> [The data]:
>> BEGIN
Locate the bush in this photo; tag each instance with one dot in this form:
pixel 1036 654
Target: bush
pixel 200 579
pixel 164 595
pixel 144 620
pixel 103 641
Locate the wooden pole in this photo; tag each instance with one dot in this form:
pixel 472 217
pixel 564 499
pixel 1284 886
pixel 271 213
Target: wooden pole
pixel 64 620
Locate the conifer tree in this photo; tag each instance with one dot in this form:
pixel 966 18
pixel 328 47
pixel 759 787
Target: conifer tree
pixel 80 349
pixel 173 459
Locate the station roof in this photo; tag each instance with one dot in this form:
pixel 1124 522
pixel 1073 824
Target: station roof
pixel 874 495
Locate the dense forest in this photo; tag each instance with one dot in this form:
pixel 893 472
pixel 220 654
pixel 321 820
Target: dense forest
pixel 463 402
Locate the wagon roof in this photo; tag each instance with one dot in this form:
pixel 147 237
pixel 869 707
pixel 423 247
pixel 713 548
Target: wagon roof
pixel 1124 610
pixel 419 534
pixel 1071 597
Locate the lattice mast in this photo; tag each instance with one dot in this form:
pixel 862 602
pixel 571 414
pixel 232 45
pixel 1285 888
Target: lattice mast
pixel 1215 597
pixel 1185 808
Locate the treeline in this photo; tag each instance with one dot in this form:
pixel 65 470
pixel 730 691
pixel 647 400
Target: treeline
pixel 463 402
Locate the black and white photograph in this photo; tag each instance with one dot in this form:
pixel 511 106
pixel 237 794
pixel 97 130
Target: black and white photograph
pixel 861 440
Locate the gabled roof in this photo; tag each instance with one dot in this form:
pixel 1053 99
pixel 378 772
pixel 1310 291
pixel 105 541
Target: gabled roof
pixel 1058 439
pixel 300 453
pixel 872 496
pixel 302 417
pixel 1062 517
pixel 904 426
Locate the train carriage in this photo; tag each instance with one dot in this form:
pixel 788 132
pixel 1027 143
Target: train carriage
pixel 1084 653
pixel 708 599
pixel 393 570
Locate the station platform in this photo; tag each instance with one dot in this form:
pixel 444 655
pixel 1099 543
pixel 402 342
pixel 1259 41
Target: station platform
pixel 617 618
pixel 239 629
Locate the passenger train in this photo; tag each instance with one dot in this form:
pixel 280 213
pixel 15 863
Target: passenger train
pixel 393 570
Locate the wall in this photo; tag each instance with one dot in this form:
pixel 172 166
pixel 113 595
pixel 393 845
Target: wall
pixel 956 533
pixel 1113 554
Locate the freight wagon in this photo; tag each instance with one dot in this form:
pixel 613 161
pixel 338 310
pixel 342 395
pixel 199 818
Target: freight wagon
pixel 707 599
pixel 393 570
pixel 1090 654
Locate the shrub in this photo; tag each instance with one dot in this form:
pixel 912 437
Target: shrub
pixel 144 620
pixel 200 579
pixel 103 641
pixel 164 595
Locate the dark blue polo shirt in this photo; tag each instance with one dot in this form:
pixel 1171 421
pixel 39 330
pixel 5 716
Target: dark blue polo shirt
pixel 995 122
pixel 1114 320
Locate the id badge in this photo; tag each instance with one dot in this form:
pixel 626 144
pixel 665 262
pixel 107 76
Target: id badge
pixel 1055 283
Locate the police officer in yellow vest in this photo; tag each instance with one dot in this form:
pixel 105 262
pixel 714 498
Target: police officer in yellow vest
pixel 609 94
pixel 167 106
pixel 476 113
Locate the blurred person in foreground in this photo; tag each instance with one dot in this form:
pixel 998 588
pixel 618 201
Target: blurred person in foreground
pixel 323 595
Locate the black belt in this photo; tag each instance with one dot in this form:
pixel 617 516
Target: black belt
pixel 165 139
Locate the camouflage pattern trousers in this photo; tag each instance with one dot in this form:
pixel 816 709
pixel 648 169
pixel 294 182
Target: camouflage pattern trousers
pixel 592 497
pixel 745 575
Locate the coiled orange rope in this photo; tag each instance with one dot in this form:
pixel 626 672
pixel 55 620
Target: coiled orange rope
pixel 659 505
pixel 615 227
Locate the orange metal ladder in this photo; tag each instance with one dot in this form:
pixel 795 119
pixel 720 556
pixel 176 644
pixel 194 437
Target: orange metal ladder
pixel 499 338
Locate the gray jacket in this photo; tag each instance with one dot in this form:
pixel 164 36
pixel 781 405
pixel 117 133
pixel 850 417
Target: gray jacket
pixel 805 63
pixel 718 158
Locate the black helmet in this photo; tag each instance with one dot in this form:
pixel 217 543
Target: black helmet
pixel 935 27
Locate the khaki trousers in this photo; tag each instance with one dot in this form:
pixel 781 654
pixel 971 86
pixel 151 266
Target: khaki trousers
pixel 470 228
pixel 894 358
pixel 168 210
>> END
> [Written request]:
Please copy out all of the records above word for word, line by line, without changing anything.

> [Answer to this exercise]:
Locate the bush in this photo; tag each instance with one dot in this form:
pixel 1036 654
Target: bush
pixel 200 579
pixel 164 595
pixel 144 620
pixel 103 641
Locate the wooden pole in this photo; tag each instance with one dot in this form:
pixel 472 217
pixel 564 499
pixel 1284 886
pixel 271 213
Target: wooden pole
pixel 64 620
Locate the conifer tree in this photo; tag each instance with one dot in this form:
pixel 966 18
pixel 328 47
pixel 759 787
Target: conifer tree
pixel 80 349
pixel 173 459
Locate the station roof in this photo; tag each instance with one dot in this form:
pixel 1124 522
pixel 1073 824
Target: station roof
pixel 874 495
Locate the dense forest in this photo; tag each instance with one dot in this form:
pixel 893 472
pixel 220 654
pixel 321 820
Target: dense forest
pixel 463 402
Locate the wagon roof in this photo; tag each instance with one dot in this form:
pixel 147 237
pixel 869 707
pixel 423 247
pixel 713 548
Target: wagon roof
pixel 1124 610
pixel 419 534
pixel 1071 597
Locate the lattice mast in this photo; tag each instance with one dot in this form:
pixel 862 602
pixel 571 414
pixel 232 45
pixel 1285 888
Target: lattice mast
pixel 1215 597
pixel 1185 808
Locate the treeline in this photo; tag each instance with one dot in this form:
pixel 65 470
pixel 730 691
pixel 647 400
Target: treeline
pixel 463 402
Locate the black and white photograph in this photo; tag each instance with one dot in this form:
pixel 511 106
pixel 237 794
pixel 97 130
Target: black and white photograph
pixel 861 440
Locate the gabled roof in this photo; tag each instance with one dot in this form:
pixel 1053 99
pixel 378 772
pixel 1310 291
pixel 105 541
Target: gabled roof
pixel 1058 439
pixel 300 453
pixel 872 496
pixel 302 417
pixel 1062 517
pixel 904 426
Locate the train carriage in this photo; tag each instance with one dot in this form:
pixel 788 132
pixel 1027 143
Target: train carriage
pixel 1084 653
pixel 708 599
pixel 393 570
Locate the station platform in this photo; tag each instance with one dot in this form:
pixel 444 655
pixel 1099 543
pixel 402 342
pixel 1259 41
Target: station platform
pixel 617 618
pixel 239 629
Locate the passenger train in this photo; tag each instance with one dot in this form:
pixel 280 213
pixel 15 863
Target: passenger train
pixel 393 570
Locate the wall in this photo; tag each instance with one dot in this form:
pixel 172 166
pixel 113 595
pixel 393 845
Target: wall
pixel 956 533
pixel 1113 554
Locate the freight wagon in this photo; tag each instance with one dot in this form:
pixel 613 161
pixel 338 310
pixel 342 395
pixel 199 818
Target: freight wagon
pixel 707 599
pixel 393 570
pixel 1090 654
Locate the shrub in this photo; tag each instance with one dot in this form:
pixel 912 437
Target: shrub
pixel 144 620
pixel 200 579
pixel 103 641
pixel 164 595
Locate the dark blue polo shirt in this photo; tag each instance with one dot in this form:
pixel 1171 421
pixel 39 330
pixel 5 716
Target: dark blue polo shirt
pixel 995 122
pixel 1114 320
Locate the id badge in this photo; tag each instance with one dot in this form:
pixel 626 144
pixel 665 262
pixel 107 76
Target: id badge
pixel 1055 283
Locate the police officer in yellow vest in this photo; tag each instance with one dot in this form:
pixel 105 262
pixel 714 498
Target: police officer in yellow vest
pixel 609 94
pixel 167 106
pixel 476 113
Locate the blurred person in foreground in this photo; tag each instance with one dot in this form:
pixel 998 588
pixel 618 201
Target: blurred person in foreground
pixel 323 595
Locate the black belt in this photo; tag each instance with one dot in this form:
pixel 617 516
Target: black belt
pixel 165 139
Locate the camouflage pattern trousers in this photo; tag each instance with one dot in this form:
pixel 816 709
pixel 648 169
pixel 294 182
Target: camouflage pattern trousers
pixel 592 497
pixel 745 575
Locate the coiled orange rope in this photo; tag each instance with one dot in this form:
pixel 626 672
pixel 55 620
Target: coiled orange rope
pixel 659 505
pixel 615 227
Locate the orange metal ladder in this photo; tag each instance with one dot in this form:
pixel 795 119
pixel 720 556
pixel 176 644
pixel 194 437
Target: orange metal ladder
pixel 499 338
Locate the gray jacket in this photo; tag each instance with one dot in this form:
pixel 164 36
pixel 781 405
pixel 117 133
pixel 850 417
Target: gray jacket
pixel 805 63
pixel 718 158
Locate the black helmet in this photo; tag each instance with one dot in this form:
pixel 217 543
Target: black helmet
pixel 935 27
Locate the khaki trousers in this photo; tag each instance with one dot in this form:
pixel 781 654
pixel 971 86
pixel 151 266
Target: khaki trousers
pixel 470 228
pixel 894 358
pixel 168 210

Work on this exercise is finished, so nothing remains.